> Task statement:
Leaving every picture out, repeat all of the entries below exactly.

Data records
<<<<

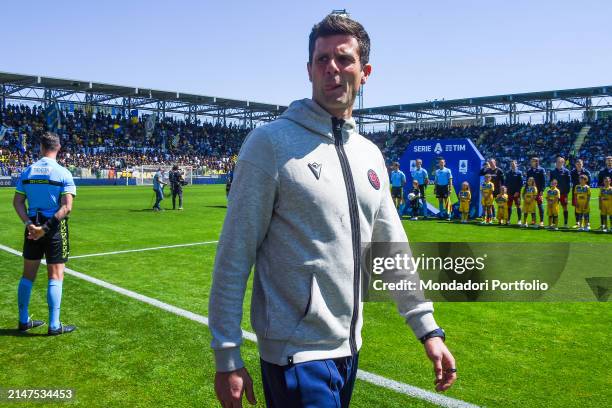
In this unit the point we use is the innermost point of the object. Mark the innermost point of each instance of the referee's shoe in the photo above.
(31, 324)
(61, 330)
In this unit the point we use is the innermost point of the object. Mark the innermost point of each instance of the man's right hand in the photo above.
(230, 386)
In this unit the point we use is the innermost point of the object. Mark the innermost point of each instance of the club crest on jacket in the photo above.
(373, 178)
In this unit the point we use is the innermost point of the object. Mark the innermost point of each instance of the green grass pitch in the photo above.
(128, 353)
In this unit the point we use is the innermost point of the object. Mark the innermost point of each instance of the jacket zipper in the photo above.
(354, 217)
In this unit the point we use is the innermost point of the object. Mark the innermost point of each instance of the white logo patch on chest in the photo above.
(315, 168)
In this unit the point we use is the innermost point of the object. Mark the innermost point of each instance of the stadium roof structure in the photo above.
(510, 105)
(47, 89)
(124, 98)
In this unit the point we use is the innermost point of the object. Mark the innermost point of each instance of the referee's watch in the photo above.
(434, 333)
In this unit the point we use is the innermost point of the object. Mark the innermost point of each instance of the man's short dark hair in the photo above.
(50, 141)
(335, 24)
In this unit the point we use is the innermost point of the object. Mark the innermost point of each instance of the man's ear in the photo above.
(367, 70)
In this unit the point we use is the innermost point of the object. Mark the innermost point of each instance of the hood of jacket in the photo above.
(310, 115)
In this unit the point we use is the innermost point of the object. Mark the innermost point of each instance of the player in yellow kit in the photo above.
(465, 197)
(605, 205)
(553, 197)
(486, 192)
(583, 201)
(502, 206)
(530, 192)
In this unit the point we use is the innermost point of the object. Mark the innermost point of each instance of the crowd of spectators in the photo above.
(103, 141)
(597, 145)
(513, 142)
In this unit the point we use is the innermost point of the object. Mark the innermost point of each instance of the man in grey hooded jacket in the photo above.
(307, 191)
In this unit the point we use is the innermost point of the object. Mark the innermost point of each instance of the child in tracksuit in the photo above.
(416, 200)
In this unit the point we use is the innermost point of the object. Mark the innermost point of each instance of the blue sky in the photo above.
(421, 50)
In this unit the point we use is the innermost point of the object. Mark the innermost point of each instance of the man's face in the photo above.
(336, 72)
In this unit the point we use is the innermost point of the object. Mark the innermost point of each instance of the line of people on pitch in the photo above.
(562, 181)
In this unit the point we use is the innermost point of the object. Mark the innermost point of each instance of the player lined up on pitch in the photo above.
(48, 189)
(506, 191)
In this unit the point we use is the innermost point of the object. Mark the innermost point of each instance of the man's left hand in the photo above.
(443, 362)
(35, 233)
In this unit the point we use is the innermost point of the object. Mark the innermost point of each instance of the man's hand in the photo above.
(35, 233)
(443, 362)
(230, 386)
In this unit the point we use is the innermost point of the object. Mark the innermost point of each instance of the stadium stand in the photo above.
(514, 142)
(105, 142)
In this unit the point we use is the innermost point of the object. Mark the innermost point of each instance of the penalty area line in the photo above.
(383, 382)
(144, 249)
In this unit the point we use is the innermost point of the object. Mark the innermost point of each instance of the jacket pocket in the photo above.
(318, 324)
(281, 298)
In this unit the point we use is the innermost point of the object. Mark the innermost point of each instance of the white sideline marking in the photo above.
(375, 379)
(144, 249)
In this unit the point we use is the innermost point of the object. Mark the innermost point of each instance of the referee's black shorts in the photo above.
(54, 245)
(442, 191)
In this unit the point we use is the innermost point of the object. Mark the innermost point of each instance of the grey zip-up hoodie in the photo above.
(307, 190)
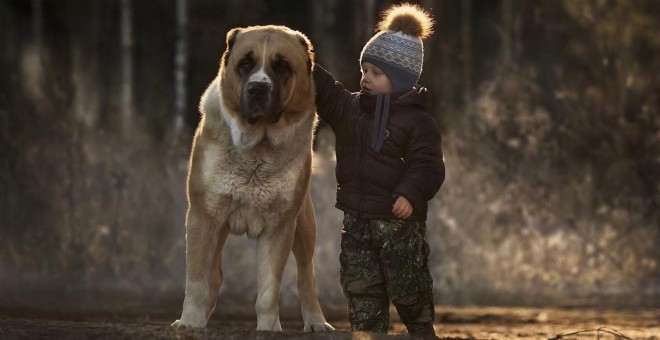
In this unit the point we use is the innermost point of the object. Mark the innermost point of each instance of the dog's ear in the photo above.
(232, 35)
(310, 51)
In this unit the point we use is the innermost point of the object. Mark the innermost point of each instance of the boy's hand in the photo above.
(402, 207)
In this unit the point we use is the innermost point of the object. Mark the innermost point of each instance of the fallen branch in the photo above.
(607, 330)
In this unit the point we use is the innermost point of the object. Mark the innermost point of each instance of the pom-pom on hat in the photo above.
(397, 48)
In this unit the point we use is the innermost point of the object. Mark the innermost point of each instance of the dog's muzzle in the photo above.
(259, 102)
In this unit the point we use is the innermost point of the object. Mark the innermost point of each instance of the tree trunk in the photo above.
(466, 30)
(180, 64)
(507, 31)
(126, 22)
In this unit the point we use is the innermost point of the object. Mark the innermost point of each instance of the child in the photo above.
(389, 165)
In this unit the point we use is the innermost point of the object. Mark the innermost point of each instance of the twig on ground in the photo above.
(598, 330)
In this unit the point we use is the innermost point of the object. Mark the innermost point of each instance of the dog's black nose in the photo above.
(257, 89)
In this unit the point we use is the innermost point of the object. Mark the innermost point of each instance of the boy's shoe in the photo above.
(425, 333)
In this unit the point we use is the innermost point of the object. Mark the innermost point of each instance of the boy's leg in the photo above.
(362, 278)
(409, 282)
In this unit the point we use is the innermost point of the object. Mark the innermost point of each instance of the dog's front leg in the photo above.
(204, 243)
(274, 248)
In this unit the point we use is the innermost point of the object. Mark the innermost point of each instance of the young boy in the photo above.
(389, 165)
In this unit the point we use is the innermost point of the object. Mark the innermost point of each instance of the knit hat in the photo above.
(397, 49)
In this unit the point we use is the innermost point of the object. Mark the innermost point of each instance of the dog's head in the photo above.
(266, 74)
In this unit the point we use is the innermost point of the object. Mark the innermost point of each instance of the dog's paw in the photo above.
(181, 324)
(319, 327)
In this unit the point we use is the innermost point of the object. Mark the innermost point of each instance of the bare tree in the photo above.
(466, 29)
(180, 64)
(126, 21)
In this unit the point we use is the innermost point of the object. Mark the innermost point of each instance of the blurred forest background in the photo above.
(549, 112)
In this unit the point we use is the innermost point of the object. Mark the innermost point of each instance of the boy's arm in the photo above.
(332, 99)
(425, 170)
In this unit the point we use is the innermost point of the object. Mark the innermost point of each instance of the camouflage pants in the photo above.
(382, 260)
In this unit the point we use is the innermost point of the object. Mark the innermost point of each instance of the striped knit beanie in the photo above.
(397, 48)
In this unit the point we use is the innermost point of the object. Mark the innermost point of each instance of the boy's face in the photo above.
(374, 81)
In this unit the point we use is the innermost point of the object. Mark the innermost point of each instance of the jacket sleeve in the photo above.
(425, 167)
(332, 99)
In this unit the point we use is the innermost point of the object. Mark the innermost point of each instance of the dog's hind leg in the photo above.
(274, 248)
(303, 250)
(204, 243)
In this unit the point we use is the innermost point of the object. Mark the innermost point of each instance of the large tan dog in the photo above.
(250, 172)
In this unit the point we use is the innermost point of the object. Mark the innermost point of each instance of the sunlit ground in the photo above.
(239, 323)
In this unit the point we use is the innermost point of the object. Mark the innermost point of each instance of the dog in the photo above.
(250, 172)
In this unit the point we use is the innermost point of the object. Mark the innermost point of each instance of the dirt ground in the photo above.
(60, 322)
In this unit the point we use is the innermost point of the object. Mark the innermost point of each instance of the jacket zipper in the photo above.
(361, 164)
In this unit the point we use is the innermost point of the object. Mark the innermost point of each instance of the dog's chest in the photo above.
(261, 187)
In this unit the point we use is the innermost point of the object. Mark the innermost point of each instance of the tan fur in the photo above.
(254, 180)
(407, 18)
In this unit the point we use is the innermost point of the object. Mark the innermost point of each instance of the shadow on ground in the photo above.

>>>>

> Solution to this problem:
In this unit the point we use is the innermost point of the object. Mark the innermost point of each instance of the referee's shoe in the photo above.
(31, 324)
(61, 330)
In this unit the point we use is the innermost point of the object. Mark the innermost point of each instance of the man's right hand in the photo above.
(230, 386)
In this unit the point we use is the innermost point of the object. Mark the innermost point of each instance of the club crest on jacket in the photo above.
(373, 178)
In this unit the point we use is the innermost point of the object. Mark the innermost point of each instance of the green grass pitch in the photo above.
(128, 353)
In this unit the point we use is the innermost point of the object. Mark the innermost point of each instance of the jacket zipper in the photo above.
(354, 217)
In this unit the point we use is the innermost point of the object. Mark the innermost point of each instance of the white logo patch on chest in the photo above.
(315, 168)
In this unit the point we use is the innermost point of the object. Mark the innermost point of each instance of the stadium roof structure in the photo above.
(510, 105)
(47, 89)
(124, 98)
In this unit the point we use is the innermost point of the object. Mark the innermost point of each instance of the referee's watch in the photo above.
(434, 333)
In this unit the point we use is the innermost point of the object. Mark the innermost point of each instance of the man's short dark hair in the photo above.
(50, 141)
(335, 24)
In this unit the point we use is the innermost point of the object. Mark the innermost point of each instance of the man's ear in the photo above.
(367, 70)
In this unit the point we use is the innermost point of the object. Mark the innermost point of each instance of the hood of jacket in the photo above.
(310, 115)
In this unit the point we use is the innermost point of the object. Mark the innermost point of each instance of the player in yellow kit in the photo above.
(465, 197)
(605, 205)
(553, 197)
(486, 192)
(583, 201)
(502, 206)
(530, 192)
In this unit the point we use is the innermost point of the object. Mark the innermost point of each instance of the crowd of spectators in the photo above.
(103, 141)
(597, 145)
(513, 142)
In this unit the point we use is the innermost point of the object. Mark the innermost point of each instance of the man in grey hooded jacket in the photo above.
(307, 191)
In this unit the point we use is the innermost point of the object. Mark the innermost point of each instance of the child in tracksuit in the photo above.
(416, 200)
In this unit the point we use is the innermost point of the object. Mark the innermost point of each instance of the blue sky in the photo above.
(421, 50)
In this unit the point we use is the innermost point of the object. Mark the innermost point of each instance of the man's face in the photo above.
(336, 72)
In this unit the point we use is the innermost point of the object. Mark the innermost point of each instance of the line of people on pitch in the photo above.
(562, 181)
In this unit the point we use is the innermost point of the object. Mark the innermost point of each instance of the player lined up on pitch in the photo above.
(48, 189)
(506, 191)
In this unit the point we use is the innermost point of the object. Mark the innermost point of each instance of the man's left hand in the photo above.
(443, 362)
(35, 233)
In this unit the point we use is the innermost point of the object. Mark the innermost point of each instance of the man's hand in the photo above.
(35, 233)
(443, 362)
(230, 386)
In this unit the point we use is the innermost point of the object. Mark the innermost point of each instance of the stadium stand in the photo above.
(514, 142)
(105, 142)
In this unit the point we use is the innermost point of the object. Mark the innermost point of each instance of the penalty area line in the photo above.
(383, 382)
(144, 249)
In this unit the point we use is the innermost point of the object. Mark the innermost point of each instance of the jacket pocket in the photo above.
(318, 324)
(281, 298)
In this unit the point we use is the innermost point of the object. Mark the innermost point of each instance of the white sideline marking in the photo above.
(375, 379)
(144, 249)
In this unit the point we use is the innermost point of the object. Mark the innermost point of each instance of the referee's black shorts in the photo above.
(54, 245)
(442, 191)
In this unit the point we use is the innermost point of the object. Mark the innermost point of each instance of the grey zip-up hoodie in the photo above.
(307, 190)
In this unit the point we use is the innermost point of the object. Mark the innermost point of each instance of the dog's ear in the photo above.
(232, 35)
(310, 51)
In this unit the point we use is the innermost point of the object. Mark the innermost point of each instance of the boy's hand in the photo above.
(402, 207)
In this unit the point we use is the innermost point of the object. Mark the innermost point of each instance of the fallen branch in the photo above.
(607, 330)
In this unit the point we use is the innermost point of the object. Mark the innermost point of each instance of the pom-pom on hat in the photo above.
(397, 48)
In this unit the point we use is the innermost point of the object. Mark the innermost point of each instance of the dog's muzzle in the photo above.
(259, 102)
In this unit the point we use is the innermost point of the object. Mark the innermost point of each instance of the tree trunk in the photo above.
(466, 30)
(180, 64)
(507, 31)
(126, 22)
In this unit the point we use is the innermost point of the object. Mark the innermost point of each instance of the child in the photo above.
(389, 165)
In this unit the point we use is the innermost point of the object. Mark the innermost point of each instance of the twig on ground in the photo above.
(598, 330)
In this unit the point we use is the innermost point of the object. Mark the innermost point of each instance of the dog's black nose in the photo above.
(257, 89)
In this unit the point we use is the innermost point of the object. Mark the innermost point of each instance of the boy's shoe in the photo above.
(425, 333)
In this unit the point we use is the innermost point of the object. Mark the innermost point of each instance of the boy's leg in the photo above.
(362, 278)
(409, 282)
In this unit the point we use is the innermost point of the object. Mark the innermost point of each instance of the dog's front leg in the photo above.
(204, 243)
(274, 248)
In this unit the point we use is the innermost point of the object. Mark the innermost point of each instance of the young boy in the photo above.
(389, 165)
In this unit the point we use is the innermost point of the object. Mark the innermost point of each instance of the knit hat in the photo above.
(397, 49)
In this unit the point we use is the innermost point of the object. Mark the innermost point of each instance of the dog's head in the photo above.
(266, 74)
In this unit the point we use is the innermost point of the object. Mark the innermost point of each instance of the dog's paw in the photo above.
(181, 324)
(319, 327)
In this unit the point we use is the innermost point of the object. Mark the innermost point of each instance of the bare tree in the photo above.
(466, 29)
(180, 64)
(126, 21)
In this unit the point we use is the innermost point of the object. Mark the innermost point of each instance of the blurred forest background in the photo above.
(549, 112)
In this unit the point we use is the innermost point of the object. Mark the innermost point of each instance of the boy's arm in the photo above.
(332, 99)
(425, 170)
In this unit the point we use is the innermost point of the object. Mark the innermost point of each instance of the camouflage pants in the photo above.
(382, 260)
In this unit the point we use is the innermost point of the object. Mark the innermost point of each instance of the striped knit beanie in the photo above.
(397, 48)
In this unit the point we use is the innermost point of the object. Mark the innermost point of each instance of the boy's face in the photo above.
(374, 81)
In this unit the point we use is the innermost point of the object. Mark the innermost point of each instance of the jacket sleeve in the photo above.
(425, 167)
(332, 99)
In this unit the point we use is the innermost point of the object. Mark the innermost point of each instance of the dog's hind leg in the photo above.
(274, 248)
(303, 250)
(204, 243)
In this unit the point we use is the innermost point of the object. Mark the innermost point of each instance of the large tan dog in the photo above.
(250, 172)
In this unit the point we use is the innermost point of the object. Mark the innermost point of each instance of the sunlit ground in the photo above.
(239, 323)
In this unit the point we use is the innermost point of the object. Mark the innermost point of each instance of the dog in the photo above.
(250, 172)
In this unit the point we use is the innermost point of the object. Mark the innermost point of each instance of the dirt ground in the photo above.
(60, 322)
In this unit the point we use is the innermost point of the object. Mark the innermost point of each instance of the jacket zipper in the photo above.
(361, 164)
In this unit the point we use is the innermost point of the object. Mark the innermost point of each instance of the dog's chest in the photo above.
(261, 187)
In this unit the point we use is the innermost point of the object. Mark the innermost point of each instance of the tan fur in the photo above.
(254, 180)
(407, 18)
In this unit the point we use is the innermost point of the object. Mark the innermost point of each instance of the shadow on ground in the photo above.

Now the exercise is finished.